++++ DATASET EXCERPTS

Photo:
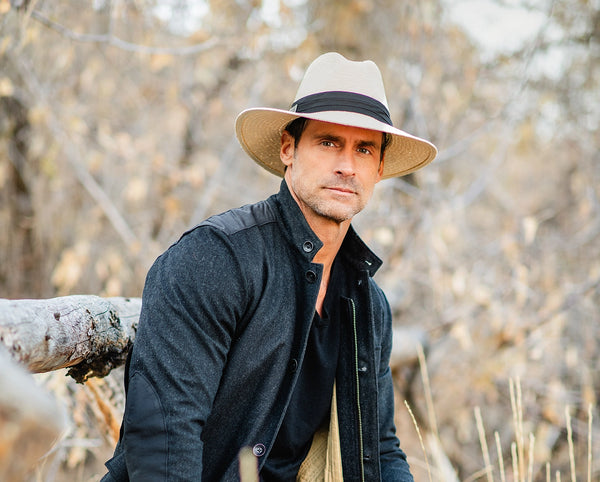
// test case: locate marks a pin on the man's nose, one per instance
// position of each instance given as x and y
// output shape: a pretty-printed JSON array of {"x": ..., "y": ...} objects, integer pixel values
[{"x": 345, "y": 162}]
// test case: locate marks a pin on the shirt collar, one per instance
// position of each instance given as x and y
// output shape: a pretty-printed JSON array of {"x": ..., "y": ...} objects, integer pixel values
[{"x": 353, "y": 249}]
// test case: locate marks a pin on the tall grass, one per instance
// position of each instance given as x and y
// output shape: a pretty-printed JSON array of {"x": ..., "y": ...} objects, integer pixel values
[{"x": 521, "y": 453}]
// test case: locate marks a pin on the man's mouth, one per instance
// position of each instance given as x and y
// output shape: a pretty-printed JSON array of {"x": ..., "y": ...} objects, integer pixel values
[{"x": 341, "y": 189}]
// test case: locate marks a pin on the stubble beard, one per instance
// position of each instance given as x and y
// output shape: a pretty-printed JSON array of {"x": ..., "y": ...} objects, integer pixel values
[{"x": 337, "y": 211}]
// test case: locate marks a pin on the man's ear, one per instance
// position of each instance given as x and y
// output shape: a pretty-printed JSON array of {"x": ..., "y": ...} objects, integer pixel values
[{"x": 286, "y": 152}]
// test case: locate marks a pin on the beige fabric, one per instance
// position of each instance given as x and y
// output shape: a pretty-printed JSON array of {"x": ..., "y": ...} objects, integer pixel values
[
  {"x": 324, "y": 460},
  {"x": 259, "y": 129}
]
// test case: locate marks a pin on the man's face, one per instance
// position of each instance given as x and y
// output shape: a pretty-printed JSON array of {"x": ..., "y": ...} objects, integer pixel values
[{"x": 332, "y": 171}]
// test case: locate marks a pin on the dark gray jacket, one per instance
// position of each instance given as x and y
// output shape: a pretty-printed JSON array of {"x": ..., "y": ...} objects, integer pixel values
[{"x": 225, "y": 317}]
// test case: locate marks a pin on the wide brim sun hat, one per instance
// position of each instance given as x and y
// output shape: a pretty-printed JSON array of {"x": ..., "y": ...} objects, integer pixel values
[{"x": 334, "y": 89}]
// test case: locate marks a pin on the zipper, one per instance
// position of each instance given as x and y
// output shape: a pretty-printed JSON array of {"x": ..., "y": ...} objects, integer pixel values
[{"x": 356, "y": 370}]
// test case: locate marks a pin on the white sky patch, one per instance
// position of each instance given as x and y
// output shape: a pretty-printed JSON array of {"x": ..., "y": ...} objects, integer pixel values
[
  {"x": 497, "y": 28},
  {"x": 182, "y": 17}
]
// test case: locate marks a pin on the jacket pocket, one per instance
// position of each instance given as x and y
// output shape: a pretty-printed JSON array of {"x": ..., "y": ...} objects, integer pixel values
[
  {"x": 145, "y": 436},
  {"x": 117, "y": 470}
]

++++++++
++++ DATASET EXCERPTS

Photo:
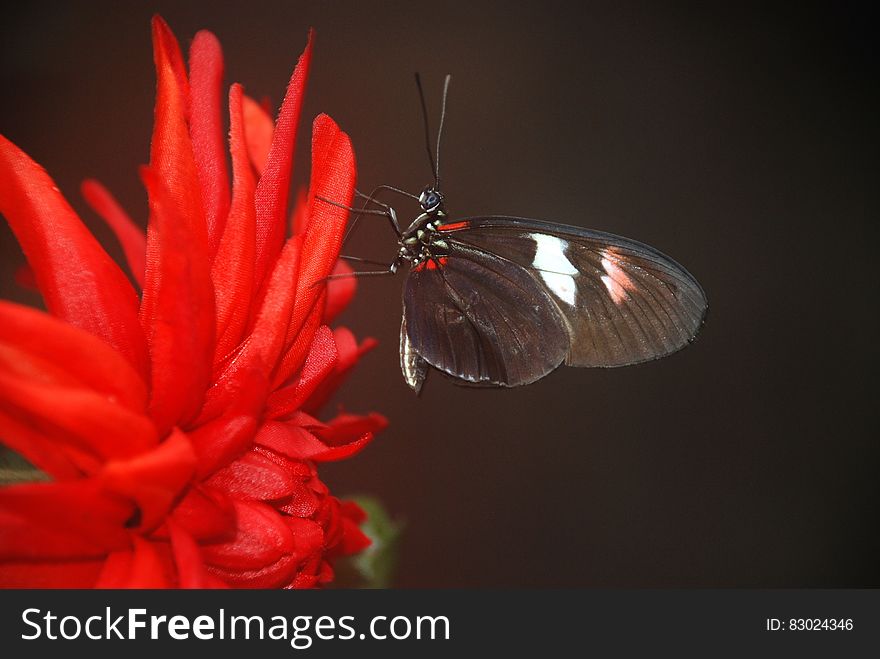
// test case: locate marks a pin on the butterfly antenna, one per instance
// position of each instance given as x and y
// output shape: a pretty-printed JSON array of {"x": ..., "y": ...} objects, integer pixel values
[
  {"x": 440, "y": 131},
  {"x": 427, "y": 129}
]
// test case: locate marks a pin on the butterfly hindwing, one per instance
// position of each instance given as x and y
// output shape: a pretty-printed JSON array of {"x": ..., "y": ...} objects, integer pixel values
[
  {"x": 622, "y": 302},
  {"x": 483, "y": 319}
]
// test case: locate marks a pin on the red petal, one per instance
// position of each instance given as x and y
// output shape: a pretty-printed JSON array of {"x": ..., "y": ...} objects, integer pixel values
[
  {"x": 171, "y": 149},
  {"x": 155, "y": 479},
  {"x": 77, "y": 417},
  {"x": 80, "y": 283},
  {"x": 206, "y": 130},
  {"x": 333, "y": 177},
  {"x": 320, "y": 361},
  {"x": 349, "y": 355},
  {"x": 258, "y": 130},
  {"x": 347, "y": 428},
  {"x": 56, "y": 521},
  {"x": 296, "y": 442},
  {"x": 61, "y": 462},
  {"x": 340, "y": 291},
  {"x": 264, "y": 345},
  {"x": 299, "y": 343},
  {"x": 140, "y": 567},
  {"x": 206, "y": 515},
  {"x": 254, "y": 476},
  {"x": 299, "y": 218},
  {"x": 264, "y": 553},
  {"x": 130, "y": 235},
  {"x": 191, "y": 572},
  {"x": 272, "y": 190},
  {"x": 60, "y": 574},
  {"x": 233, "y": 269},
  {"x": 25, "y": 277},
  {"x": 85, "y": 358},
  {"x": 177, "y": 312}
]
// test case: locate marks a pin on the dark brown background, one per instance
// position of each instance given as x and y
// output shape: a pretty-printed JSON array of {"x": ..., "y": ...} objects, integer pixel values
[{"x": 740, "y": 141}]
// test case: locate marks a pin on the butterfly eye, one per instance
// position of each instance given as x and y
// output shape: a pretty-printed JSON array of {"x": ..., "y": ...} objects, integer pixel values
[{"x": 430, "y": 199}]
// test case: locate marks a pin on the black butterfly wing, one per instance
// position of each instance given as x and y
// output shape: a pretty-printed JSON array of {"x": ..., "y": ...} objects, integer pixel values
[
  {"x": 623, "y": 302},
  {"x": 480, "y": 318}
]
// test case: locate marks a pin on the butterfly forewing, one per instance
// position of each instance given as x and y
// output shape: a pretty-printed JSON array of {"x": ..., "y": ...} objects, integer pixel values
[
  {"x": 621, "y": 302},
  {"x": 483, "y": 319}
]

++++++++
++++ DATASET EXCERPTS

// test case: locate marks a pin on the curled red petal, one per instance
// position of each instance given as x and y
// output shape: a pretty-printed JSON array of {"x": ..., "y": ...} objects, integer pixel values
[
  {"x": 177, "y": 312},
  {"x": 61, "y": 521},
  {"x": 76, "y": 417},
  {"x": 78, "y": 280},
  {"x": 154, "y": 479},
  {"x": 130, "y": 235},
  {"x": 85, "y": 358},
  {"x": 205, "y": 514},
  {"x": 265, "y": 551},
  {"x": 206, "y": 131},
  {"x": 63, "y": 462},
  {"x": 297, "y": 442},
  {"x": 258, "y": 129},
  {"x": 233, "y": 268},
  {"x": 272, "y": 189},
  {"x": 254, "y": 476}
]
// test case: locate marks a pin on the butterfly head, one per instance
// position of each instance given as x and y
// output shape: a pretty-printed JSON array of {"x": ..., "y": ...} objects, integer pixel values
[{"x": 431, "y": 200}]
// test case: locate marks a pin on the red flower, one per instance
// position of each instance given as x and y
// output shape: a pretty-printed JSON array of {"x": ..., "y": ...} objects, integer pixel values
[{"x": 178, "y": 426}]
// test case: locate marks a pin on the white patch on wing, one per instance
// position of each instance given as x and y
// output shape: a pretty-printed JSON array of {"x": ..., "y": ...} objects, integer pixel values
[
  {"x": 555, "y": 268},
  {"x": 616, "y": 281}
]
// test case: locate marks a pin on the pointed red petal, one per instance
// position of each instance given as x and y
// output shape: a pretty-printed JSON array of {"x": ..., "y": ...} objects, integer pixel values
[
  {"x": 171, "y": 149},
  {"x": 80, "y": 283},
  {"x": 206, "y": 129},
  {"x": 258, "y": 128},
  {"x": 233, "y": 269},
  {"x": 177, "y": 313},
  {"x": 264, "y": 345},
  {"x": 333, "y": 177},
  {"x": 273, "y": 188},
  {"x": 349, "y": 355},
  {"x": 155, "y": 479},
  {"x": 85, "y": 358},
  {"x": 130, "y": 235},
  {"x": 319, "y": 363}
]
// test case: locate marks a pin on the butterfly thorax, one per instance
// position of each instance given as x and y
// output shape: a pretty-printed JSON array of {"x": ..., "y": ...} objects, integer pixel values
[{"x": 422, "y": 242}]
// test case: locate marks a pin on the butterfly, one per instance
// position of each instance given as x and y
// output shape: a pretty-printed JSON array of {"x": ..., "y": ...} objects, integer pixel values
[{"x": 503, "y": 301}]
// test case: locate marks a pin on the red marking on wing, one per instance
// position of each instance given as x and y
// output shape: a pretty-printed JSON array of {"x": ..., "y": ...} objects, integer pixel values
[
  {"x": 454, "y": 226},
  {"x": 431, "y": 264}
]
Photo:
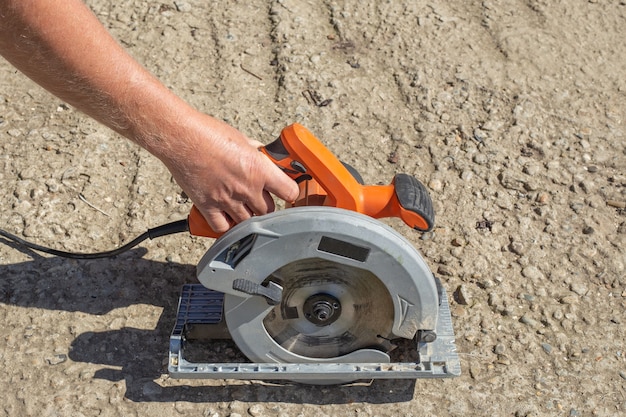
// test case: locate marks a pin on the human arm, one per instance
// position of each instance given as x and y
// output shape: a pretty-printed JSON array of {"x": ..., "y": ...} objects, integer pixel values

++++++++

REQUEST: Gather every line from the data above that contains the word "jacket" and list them.

TASK RESULT:
// test case: locate marks a pin on the dark gray jacket, one per instance
// test case: locate marks a pin on the jacket pocket, one per instance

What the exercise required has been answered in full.